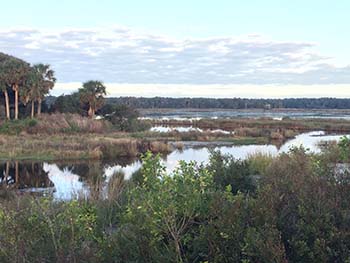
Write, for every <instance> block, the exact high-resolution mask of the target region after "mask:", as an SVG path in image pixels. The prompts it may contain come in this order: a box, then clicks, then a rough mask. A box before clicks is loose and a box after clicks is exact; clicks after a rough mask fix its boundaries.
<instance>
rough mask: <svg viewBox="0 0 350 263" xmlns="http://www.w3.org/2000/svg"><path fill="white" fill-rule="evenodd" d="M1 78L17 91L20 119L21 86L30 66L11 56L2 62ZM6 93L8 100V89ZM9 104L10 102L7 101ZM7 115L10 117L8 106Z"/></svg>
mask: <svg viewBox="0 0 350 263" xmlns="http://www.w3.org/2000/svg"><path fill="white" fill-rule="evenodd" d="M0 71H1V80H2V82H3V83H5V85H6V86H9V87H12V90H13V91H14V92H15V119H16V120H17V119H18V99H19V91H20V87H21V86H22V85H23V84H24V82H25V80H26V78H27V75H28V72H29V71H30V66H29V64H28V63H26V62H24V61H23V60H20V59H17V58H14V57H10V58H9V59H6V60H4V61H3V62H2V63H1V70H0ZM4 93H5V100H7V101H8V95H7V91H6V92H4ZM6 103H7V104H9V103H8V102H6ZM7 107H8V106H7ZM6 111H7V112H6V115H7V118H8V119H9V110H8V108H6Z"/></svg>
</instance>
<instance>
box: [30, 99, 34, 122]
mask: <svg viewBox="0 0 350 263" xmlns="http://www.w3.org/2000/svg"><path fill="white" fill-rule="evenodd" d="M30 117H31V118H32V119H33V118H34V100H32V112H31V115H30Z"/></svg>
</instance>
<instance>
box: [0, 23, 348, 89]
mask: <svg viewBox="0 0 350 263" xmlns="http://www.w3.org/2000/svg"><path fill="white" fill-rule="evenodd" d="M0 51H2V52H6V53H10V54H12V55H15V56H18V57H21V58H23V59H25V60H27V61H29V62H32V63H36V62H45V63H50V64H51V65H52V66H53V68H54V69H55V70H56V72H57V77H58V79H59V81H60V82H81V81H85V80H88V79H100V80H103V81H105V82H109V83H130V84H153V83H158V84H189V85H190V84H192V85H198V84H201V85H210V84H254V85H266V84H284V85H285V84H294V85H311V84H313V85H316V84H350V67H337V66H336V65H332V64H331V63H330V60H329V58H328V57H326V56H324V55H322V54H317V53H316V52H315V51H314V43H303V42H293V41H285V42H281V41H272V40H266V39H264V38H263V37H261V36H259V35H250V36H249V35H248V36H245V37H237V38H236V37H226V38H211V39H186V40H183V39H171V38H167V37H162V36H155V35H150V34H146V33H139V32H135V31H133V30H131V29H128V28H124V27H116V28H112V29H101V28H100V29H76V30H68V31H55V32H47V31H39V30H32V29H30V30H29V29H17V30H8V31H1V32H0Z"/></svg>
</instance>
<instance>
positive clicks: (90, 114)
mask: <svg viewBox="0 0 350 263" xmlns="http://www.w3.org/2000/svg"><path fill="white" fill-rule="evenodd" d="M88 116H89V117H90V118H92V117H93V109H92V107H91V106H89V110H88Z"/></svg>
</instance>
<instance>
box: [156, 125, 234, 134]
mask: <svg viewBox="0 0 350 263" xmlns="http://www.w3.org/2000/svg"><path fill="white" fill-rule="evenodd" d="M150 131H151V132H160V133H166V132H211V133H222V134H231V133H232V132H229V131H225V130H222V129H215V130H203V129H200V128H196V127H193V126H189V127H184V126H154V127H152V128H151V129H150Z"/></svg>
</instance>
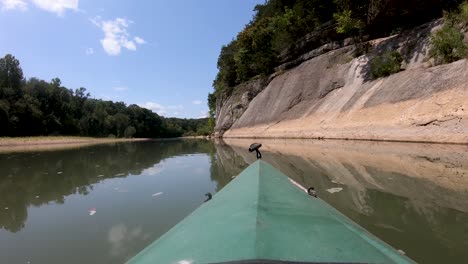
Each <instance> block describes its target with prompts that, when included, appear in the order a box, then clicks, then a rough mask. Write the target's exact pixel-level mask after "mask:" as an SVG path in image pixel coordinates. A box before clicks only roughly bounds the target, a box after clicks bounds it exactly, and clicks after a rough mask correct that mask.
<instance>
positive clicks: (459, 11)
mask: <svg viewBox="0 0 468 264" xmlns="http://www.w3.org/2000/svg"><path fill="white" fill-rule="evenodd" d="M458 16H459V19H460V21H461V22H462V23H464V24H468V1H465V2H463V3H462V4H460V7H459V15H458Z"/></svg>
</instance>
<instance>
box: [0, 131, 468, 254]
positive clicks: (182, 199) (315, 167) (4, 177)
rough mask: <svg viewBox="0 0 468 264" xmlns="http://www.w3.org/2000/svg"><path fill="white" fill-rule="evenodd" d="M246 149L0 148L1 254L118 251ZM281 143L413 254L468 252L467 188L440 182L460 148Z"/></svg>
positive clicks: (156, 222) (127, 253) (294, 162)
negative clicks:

——————

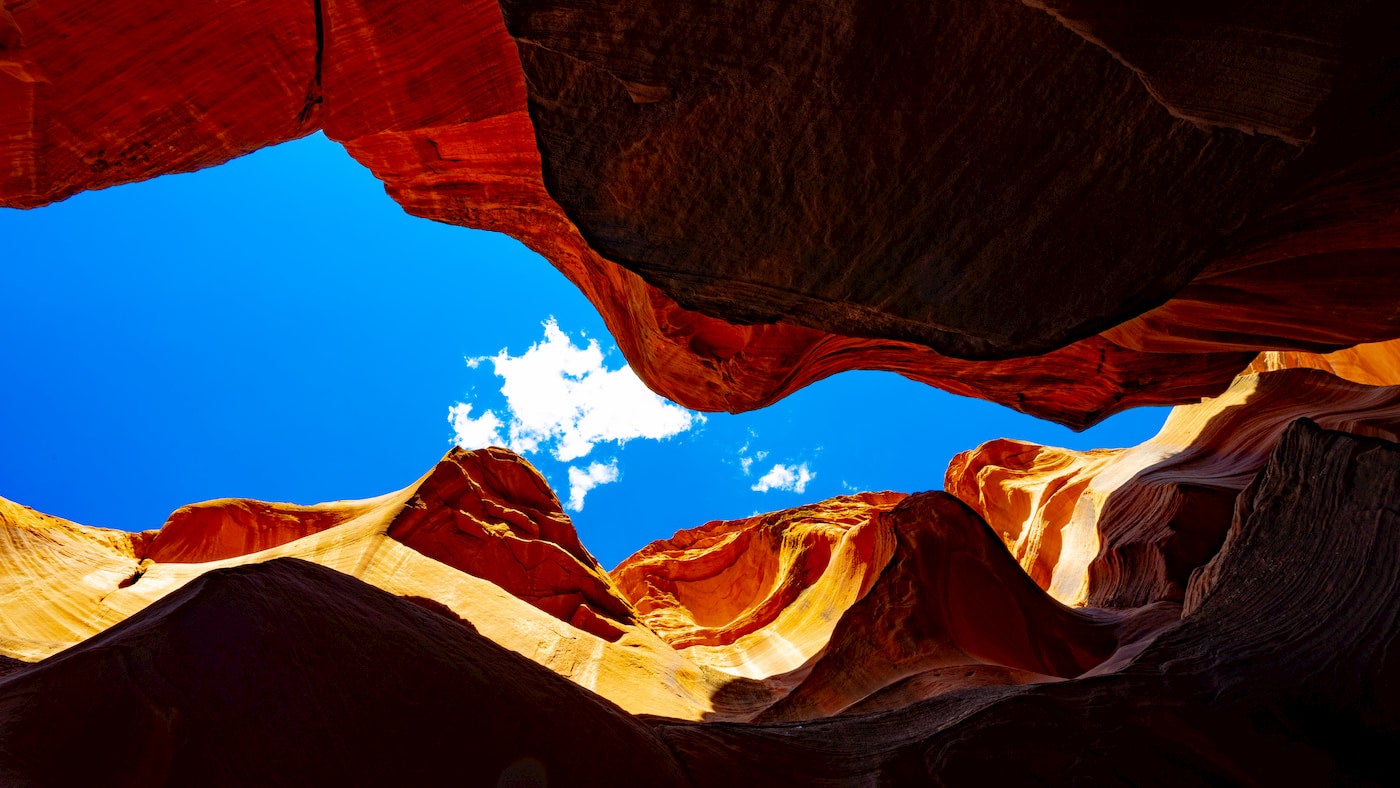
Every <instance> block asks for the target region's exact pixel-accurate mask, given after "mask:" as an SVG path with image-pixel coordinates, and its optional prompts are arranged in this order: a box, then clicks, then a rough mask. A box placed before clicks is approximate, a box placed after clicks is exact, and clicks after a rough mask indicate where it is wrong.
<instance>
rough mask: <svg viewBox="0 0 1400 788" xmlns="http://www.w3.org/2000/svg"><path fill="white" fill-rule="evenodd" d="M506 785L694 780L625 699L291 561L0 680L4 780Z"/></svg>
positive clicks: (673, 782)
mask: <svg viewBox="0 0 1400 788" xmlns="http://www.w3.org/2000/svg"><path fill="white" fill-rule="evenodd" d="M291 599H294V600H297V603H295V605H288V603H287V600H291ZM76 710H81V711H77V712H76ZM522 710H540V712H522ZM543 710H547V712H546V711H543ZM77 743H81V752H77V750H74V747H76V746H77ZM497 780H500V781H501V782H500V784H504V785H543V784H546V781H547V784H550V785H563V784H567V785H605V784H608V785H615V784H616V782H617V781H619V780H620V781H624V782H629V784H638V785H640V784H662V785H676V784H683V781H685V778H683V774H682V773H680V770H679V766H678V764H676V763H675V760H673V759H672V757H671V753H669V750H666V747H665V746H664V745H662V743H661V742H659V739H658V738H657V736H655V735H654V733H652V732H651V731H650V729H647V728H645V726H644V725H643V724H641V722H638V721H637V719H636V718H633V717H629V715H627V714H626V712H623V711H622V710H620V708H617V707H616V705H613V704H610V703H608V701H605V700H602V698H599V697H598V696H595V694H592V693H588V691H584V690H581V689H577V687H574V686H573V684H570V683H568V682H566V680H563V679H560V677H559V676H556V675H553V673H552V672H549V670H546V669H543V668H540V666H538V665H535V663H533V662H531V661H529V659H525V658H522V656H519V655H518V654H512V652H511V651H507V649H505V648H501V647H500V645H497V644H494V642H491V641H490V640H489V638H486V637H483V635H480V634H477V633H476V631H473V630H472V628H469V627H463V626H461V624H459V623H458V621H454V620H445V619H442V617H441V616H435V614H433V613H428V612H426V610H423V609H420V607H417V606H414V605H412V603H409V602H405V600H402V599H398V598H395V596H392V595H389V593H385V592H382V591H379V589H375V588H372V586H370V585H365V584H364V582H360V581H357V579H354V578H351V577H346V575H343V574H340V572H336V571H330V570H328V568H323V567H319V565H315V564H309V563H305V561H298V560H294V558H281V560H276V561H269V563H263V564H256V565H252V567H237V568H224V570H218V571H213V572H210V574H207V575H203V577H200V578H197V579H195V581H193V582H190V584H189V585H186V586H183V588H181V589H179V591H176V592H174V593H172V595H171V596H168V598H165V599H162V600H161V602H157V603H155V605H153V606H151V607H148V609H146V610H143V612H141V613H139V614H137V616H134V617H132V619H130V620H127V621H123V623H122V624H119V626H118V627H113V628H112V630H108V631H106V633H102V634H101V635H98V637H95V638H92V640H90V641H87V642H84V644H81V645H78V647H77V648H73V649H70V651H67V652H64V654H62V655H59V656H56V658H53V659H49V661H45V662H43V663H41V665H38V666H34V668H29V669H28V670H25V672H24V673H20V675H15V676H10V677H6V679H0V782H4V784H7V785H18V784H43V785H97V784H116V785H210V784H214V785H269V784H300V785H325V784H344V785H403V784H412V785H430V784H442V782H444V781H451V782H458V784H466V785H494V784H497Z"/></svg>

——————

▸ What you have to do
Your job is to copy out every line from the records above that has the word "before".

▸ Written answer
Write, for every <instance> block, the exact high-resolution mask of the target region after "mask:", as an SVG path in image pixels. The prompts it may contain come in this order: a box, then clicks, then a rough mask. A box before clicks is loose and a box after clicks is exact; clicks after a rough mask fix its boundaries.
Each <instance> block describes its target with prompts that, when included, appear in the order a box, then clicks, then a rough mask. Write the target's exact pixel-level mask after "mask:" as an SVG path in image pixel coordinates. A box before clicks only roughly bounds the target, a box after clicks bounds it exactly, and clicks after a rough mask correct that mask.
Every <instance> block asks for the target region's exact pixel-accurate mask, given after "mask:" as an SVG path with image-pixel coordinates, and its optional prompts are arranged in this order: a box, then clicks, then a rough mask. A box placed before clicks is approximate, a box placed after clicks is exact, and clicks after a rough mask indicate where it is wrong.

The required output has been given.